(Records of labeled points)

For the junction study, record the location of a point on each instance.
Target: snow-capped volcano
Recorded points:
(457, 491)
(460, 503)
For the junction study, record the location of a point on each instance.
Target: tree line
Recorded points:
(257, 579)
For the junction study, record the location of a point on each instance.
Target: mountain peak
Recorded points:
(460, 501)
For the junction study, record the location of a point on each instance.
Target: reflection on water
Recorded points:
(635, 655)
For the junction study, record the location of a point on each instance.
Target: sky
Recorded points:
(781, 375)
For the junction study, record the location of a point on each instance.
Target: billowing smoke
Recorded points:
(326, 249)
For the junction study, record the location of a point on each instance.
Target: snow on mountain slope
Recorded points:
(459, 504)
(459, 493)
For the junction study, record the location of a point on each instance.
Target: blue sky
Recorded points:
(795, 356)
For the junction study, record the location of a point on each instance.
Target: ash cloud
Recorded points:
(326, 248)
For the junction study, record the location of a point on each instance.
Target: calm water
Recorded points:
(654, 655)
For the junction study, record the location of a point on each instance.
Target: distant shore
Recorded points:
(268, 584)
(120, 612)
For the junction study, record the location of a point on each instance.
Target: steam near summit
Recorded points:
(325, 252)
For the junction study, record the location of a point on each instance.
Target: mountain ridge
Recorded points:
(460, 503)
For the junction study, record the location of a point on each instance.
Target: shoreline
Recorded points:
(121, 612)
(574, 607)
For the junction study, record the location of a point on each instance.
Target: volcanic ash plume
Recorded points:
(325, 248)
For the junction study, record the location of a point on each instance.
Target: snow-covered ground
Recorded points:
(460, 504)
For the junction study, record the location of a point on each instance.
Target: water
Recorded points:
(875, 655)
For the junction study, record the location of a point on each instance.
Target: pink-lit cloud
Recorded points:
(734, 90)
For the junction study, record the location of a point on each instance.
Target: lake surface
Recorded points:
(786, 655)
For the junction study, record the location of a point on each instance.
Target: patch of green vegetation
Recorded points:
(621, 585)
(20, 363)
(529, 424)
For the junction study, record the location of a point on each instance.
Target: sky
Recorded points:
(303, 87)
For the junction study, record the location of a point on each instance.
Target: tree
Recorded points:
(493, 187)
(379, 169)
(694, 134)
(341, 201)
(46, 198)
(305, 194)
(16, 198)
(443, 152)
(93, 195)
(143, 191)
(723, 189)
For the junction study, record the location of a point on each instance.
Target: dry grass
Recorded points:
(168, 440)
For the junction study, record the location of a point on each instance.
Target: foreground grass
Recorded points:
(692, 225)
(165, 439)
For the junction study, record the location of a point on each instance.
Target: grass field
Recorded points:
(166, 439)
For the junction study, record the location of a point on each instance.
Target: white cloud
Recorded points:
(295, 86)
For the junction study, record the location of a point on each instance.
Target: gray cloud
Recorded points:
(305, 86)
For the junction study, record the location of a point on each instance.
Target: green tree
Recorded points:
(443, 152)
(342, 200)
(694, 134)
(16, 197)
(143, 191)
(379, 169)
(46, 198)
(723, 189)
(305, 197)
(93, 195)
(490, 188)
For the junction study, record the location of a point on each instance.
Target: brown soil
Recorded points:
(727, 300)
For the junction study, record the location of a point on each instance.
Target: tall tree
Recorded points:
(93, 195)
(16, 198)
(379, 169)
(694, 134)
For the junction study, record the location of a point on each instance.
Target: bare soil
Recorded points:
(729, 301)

- [Short exercise] Write out every line from the records above, word for word.

- [Exercise output]
For the junction study, record the location of a point on each instance.
Target: snow-capped volcano
Recorded points:
(457, 491)
(460, 503)
For the junction study, record the location of a point on each instance.
Target: tree line
Recorded points:
(257, 579)
For the junction study, record the location of a point on each instance.
Target: mountain peak
Recorded points:
(460, 501)
For the junction study, record the location of a point on each instance.
Target: reflection on water
Recorded points:
(635, 655)
For the junction study, record the location of a point on each instance.
Target: sky
Recorded points:
(781, 375)
For the junction study, record the location of a point on each instance.
Target: billowing smoke
Recorded points:
(326, 249)
For the junction study, record the location of a point on each instance.
Target: snow on mountain slope
Recorded points:
(459, 504)
(459, 493)
For the junction study, record the location of a point on each instance.
Target: blue sky
Recorded points:
(795, 356)
For the junction study, record the location of a point on each instance.
Target: ash cloud
Recorded points:
(326, 248)
For the junction study, record the location of a point on each instance.
Target: calm water
Recorded points:
(654, 655)
For the junction study, record the location of a point on each instance.
Target: distant shore
Recorded points:
(268, 584)
(120, 612)
For the junction study, record the location of a point on each instance.
Target: steam near summit
Recorded points:
(325, 252)
For the junction study, record the location of a point on each instance.
Target: mountain ridge
Recorded points:
(460, 503)
For the junction study, record the location of a point on each instance.
Target: shoreline
Recorded points:
(121, 612)
(574, 607)
For the junction study, record the location of a point on each instance.
Target: volcanic ash plume
Recorded points:
(325, 248)
For the junction study, record the location of a point on each instance.
Target: snow-covered ground
Recorded points:
(460, 504)
For the junction study, record the location of a point on each instance.
Target: water
Recorded points:
(875, 655)
For the junction study, record the location of a point on each instance.
Target: pink-lit cloud
Recorded points:
(734, 90)
For the junction study, record the location of a point on each instance.
Target: lake surface
Recorded points:
(786, 655)
For the junction study, record the location of a point on each instance.
Target: patch of green vegetation
Recorded points:
(621, 585)
(20, 363)
(529, 424)
For the junction study, record the location of a point on each instance.
Target: sky
Recorded points:
(303, 87)
For the junction study, record the location of a point on each instance.
Target: tree
Recorded points:
(493, 187)
(379, 169)
(694, 134)
(341, 201)
(46, 198)
(305, 194)
(16, 198)
(443, 152)
(93, 195)
(143, 191)
(723, 189)
For the junction study, record the location of a point on each instance.
Target: dry grass
Recorded points:
(168, 440)
For the junction study, record the location of a point on each instance.
Target: foreground grass
Recorded points:
(692, 225)
(165, 439)
For the junction study, record the location of a point on each instance.
Target: grass field
Recorded points:
(166, 439)
For the junction study, record the location of a point on each instance.
Target: white cloud
Recorded points:
(295, 86)
For the junction study, record the location of a point on each instance.
Target: gray cloud
Recorded points:
(305, 86)
For the junction study, record the location of a point on each instance.
Target: green tree
Recorded points:
(443, 152)
(342, 200)
(694, 134)
(16, 197)
(143, 191)
(379, 169)
(46, 198)
(723, 189)
(305, 197)
(93, 195)
(490, 188)
For the junction study, record the location of a point on each instance.
Target: brown soil
Recorded points:
(727, 300)
For the junction study, record the location of a point on each instance.
Target: tall tree
Recorded points:
(93, 195)
(16, 198)
(379, 169)
(694, 134)
For the junction study, record the location of a point on each instance.
Target: bare soil
Recorded points:
(729, 301)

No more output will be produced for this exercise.